■ DIRECTIONS
Convert every item below into a Markdown table with the columns Row and Text. Each nonblank line gets its own numbered row, and blank lines are omitted.

■ RECORDS FOR THIS EXERCISE
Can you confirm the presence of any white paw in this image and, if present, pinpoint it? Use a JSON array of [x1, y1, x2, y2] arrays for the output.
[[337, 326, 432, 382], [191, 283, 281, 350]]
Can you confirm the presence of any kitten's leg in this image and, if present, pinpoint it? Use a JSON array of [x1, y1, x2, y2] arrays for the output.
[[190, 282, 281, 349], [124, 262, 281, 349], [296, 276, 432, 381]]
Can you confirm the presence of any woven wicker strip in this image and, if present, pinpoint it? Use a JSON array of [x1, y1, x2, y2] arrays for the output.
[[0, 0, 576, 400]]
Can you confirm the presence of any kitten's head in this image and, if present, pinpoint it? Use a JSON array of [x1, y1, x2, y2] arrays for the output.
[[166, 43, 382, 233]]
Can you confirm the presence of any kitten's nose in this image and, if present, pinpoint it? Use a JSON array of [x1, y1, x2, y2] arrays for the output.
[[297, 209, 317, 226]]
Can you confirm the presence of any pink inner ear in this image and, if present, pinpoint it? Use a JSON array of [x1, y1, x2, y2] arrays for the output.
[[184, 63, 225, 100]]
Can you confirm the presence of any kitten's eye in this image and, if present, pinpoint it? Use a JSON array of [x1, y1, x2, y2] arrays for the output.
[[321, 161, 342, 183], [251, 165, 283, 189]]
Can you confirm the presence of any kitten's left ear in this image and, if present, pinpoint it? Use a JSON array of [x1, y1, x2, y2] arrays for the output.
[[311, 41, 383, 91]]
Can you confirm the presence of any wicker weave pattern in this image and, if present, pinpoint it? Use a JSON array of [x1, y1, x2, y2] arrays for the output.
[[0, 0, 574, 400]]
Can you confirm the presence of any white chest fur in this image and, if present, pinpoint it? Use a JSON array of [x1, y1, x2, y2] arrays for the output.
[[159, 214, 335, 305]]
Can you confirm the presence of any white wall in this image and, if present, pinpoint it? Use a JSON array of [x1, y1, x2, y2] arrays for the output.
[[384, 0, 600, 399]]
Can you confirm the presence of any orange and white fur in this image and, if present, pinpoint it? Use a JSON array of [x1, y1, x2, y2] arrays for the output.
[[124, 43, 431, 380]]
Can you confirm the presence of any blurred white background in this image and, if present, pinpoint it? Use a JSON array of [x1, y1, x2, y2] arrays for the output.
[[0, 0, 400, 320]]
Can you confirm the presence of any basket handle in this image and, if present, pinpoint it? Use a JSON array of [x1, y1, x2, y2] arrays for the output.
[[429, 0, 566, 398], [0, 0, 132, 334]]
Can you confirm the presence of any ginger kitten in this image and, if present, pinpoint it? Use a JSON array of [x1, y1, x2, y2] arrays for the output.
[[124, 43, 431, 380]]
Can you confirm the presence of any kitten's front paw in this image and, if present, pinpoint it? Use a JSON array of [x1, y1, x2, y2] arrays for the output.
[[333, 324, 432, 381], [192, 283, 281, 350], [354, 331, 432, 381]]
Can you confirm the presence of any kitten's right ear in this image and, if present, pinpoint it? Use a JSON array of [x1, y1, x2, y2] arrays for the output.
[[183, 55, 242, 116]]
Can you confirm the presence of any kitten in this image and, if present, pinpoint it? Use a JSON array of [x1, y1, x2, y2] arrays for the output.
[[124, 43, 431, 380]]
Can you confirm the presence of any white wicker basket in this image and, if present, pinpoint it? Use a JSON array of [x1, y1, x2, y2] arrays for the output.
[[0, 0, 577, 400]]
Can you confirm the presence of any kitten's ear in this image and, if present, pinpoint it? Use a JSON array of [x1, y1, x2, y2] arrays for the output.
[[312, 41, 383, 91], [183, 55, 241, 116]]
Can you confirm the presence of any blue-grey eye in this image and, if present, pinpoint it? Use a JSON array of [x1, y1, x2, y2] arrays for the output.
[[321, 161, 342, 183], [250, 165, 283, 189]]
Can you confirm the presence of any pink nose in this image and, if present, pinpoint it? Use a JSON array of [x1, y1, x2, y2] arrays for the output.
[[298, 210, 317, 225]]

■ EXERCISE ANSWER
| Row | Text |
|---|---|
| 1 | Can you confirm the presence of any white paw in this image and, if present, pinpoint it? Use a JSON array of [x1, y1, x2, y2] arrays for the output. |
| 2 | [[337, 326, 432, 382], [191, 283, 281, 350]] |
| 3 | Can you confirm the presence of any kitten's leg in this image and, if present, pinpoint it? Use a JSON array of [x1, y1, x2, y2] arrays for the output. |
| 4 | [[190, 282, 281, 349], [124, 262, 281, 349], [296, 276, 432, 381]] |
| 5 | Can you confirm the presence of any woven wicker strip in this image and, if present, pinpoint it? Use a JSON array of [x1, y1, x2, y2] arrays for the output. |
| 6 | [[0, 0, 576, 400]] |
| 7 | Can you confirm the presence of any kitten's head in this image and, if present, pinpoint it? Use a JSON array of [x1, y1, x2, y2] arrays for the output. |
| 8 | [[166, 43, 382, 233]] |
| 9 | Can you confirm the presence of any kitten's nose in this image and, if present, pinpoint it? Use a JSON array of [x1, y1, x2, y2] arrays for the output. |
| 10 | [[297, 209, 317, 226]] |
| 11 | Can you confirm the presence of any pink inner ear in this image and, if present, pinpoint it? Use a JSON array of [x1, y1, x2, y2] arrays for the output. |
| 12 | [[184, 63, 225, 100]] |
| 13 | Can you confirm the presence of any kitten's eye in this image and, if present, pinpoint it? Use a JSON array of [x1, y1, x2, y2] arrays for the output. |
| 14 | [[321, 161, 342, 183], [251, 165, 283, 189]] |
| 15 | Can you confirm the presence of any kitten's left ear in this image and, if present, pinpoint it? Use a JSON array of [x1, y1, x2, y2] arrays for the output. |
| 16 | [[311, 41, 383, 91]] |
| 17 | Can you confirm the presence of any wicker weave pattern in this image and, if present, pinpoint it? Use a JSON array of [x1, y1, x2, y2] arrays for the output. |
| 18 | [[0, 0, 574, 400]] |
| 19 | Can you confirm the presence of any white chest fur in this image and, if present, pinpoint it? Use a JSON array of [x1, y1, x2, y2] arrays for the output. |
| 20 | [[159, 214, 335, 305]] |
| 21 | Can you confirm the presence of any white wall in this image and, if present, pinpoint it? Use a JSON array of [x1, y1, x2, y2] arrays for the output. |
| 22 | [[384, 0, 600, 399]] |
| 23 | Can you confirm the presence of any orange and white fur in this image and, if present, pinpoint it? Use a JSON array of [x1, y1, x2, y2] arrays for the output. |
| 24 | [[124, 43, 431, 380]] |
| 25 | Can you confirm the presence of any blurred white background in this image and, if present, pinpoint it? Use a JSON array of [x1, y1, x2, y2] arrays for the output. |
| 26 | [[0, 0, 400, 320]] |
| 27 | Can you confirm the presence of any basket handle in this image and, if present, pinpoint it? Use a JSON array of [x1, y1, x2, y2] arrays for the output. |
| 28 | [[429, 0, 566, 398], [0, 0, 132, 334]] |
| 29 | Can you confirm the presence of any ginger kitten in this image and, if present, pinpoint it? Use a JSON array of [x1, y1, x2, y2] arrays for the output. |
| 30 | [[124, 43, 431, 380]] |
| 31 | Can you confirm the presence of any kitten's front paw in this image and, if present, pinpoint it? Use a JSON array of [x1, y1, x2, y2] arrays for the output. |
| 32 | [[333, 324, 432, 381], [192, 283, 281, 350], [354, 331, 432, 381]] |
| 33 | Can you confirm the presence of any kitten's right ear in this image and, if present, pinpoint it? Use a JSON array of [x1, y1, x2, y2] arrays for the output. |
| 34 | [[183, 55, 242, 116]] |
| 35 | Can you confirm the presence of any kitten in this image and, if present, pinpoint it? Use a JSON array of [x1, y1, x2, y2] arrays for the output. |
| 36 | [[124, 43, 431, 380]] |
| 37 | Can you confirm the presence of any white wicker basket in this image and, if present, pinpoint it? Use a JSON array of [x1, y1, x2, y2] arrays for the output. |
| 38 | [[0, 0, 577, 400]] |
| 39 | Can you confirm the presence of any kitten's ear in this image and, if present, pinpoint it? Use a JSON array of [x1, y1, x2, y2] arrays for the output. |
| 40 | [[312, 41, 383, 91], [183, 55, 241, 116]] |
| 41 | Can you confirm the presence of any blue-grey eye in this image and, if present, pinpoint it? Use a JSON array of [x1, y1, x2, y2] arrays for the output. |
| 42 | [[321, 161, 342, 183], [250, 165, 283, 189]] |
| 43 | Can you confirm the presence of any pink nose in this image and, if present, pinpoint it? Use a JSON array of [x1, y1, x2, y2] arrays for the output. |
| 44 | [[298, 210, 317, 225]] |